Task details
Each line from the one containing "box: [0, 228, 17, 251]" to the end of the entries is to be repeated exactly, and no other line.

Records from a data collection:

┏━━

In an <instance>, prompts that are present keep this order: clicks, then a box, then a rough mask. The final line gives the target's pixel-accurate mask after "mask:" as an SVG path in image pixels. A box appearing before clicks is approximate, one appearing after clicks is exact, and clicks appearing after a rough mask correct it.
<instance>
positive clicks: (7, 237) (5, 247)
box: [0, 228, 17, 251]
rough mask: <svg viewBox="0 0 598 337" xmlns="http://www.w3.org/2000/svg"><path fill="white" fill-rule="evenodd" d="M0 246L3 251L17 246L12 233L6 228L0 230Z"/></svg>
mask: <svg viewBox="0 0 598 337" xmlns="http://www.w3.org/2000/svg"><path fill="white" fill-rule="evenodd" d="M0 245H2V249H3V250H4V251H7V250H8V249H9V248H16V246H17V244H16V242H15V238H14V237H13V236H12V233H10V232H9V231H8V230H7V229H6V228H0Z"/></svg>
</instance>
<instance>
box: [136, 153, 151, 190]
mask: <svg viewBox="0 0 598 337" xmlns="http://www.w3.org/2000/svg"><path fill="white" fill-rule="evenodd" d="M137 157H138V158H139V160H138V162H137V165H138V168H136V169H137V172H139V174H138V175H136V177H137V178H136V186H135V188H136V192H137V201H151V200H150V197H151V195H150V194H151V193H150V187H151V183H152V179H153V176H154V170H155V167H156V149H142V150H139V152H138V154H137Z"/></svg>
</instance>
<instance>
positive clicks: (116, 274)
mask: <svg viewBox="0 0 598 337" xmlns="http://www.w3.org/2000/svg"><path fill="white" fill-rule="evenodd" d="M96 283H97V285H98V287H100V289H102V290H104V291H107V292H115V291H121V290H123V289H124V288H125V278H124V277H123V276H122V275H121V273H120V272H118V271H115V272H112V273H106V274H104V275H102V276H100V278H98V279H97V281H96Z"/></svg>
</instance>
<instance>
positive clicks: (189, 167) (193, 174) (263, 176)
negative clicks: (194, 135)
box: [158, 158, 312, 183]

┗━━

Exercise answer
box: [0, 228, 17, 251]
rough mask: <svg viewBox="0 0 598 337" xmlns="http://www.w3.org/2000/svg"><path fill="white" fill-rule="evenodd" d="M0 246L3 251L17 246L12 233L6 228L0 230Z"/></svg>
mask: <svg viewBox="0 0 598 337" xmlns="http://www.w3.org/2000/svg"><path fill="white" fill-rule="evenodd" d="M0 245H2V249H3V250H4V251H7V250H8V249H9V248H16V246H17V244H16V242H15V238H14V237H13V236H12V233H10V232H9V231H8V230H7V229H6V228H0Z"/></svg>
</instance>
<instance>
box: [136, 153, 151, 190]
mask: <svg viewBox="0 0 598 337" xmlns="http://www.w3.org/2000/svg"><path fill="white" fill-rule="evenodd" d="M137 157H138V158H139V160H138V162H137V165H138V168H136V169H137V172H139V174H138V175H136V177H137V178H136V186H135V188H136V192H137V201H151V200H150V197H151V195H150V194H151V193H150V187H151V183H152V179H153V176H154V170H155V167H156V149H142V150H139V152H138V154H137Z"/></svg>
</instance>
<instance>
positive clicks: (116, 274)
mask: <svg viewBox="0 0 598 337" xmlns="http://www.w3.org/2000/svg"><path fill="white" fill-rule="evenodd" d="M96 283H97V285H98V287H100V289H102V290H104V291H107V292H115V291H121V290H123V289H124V288H125V278H124V277H123V276H122V275H121V273H120V272H118V271H115V272H112V273H106V274H104V275H102V276H100V278H98V279H97V281H96Z"/></svg>
</instance>
<instance>
positive clicks: (189, 167) (193, 174) (263, 176)
negative clicks: (194, 135)
box: [158, 158, 312, 183]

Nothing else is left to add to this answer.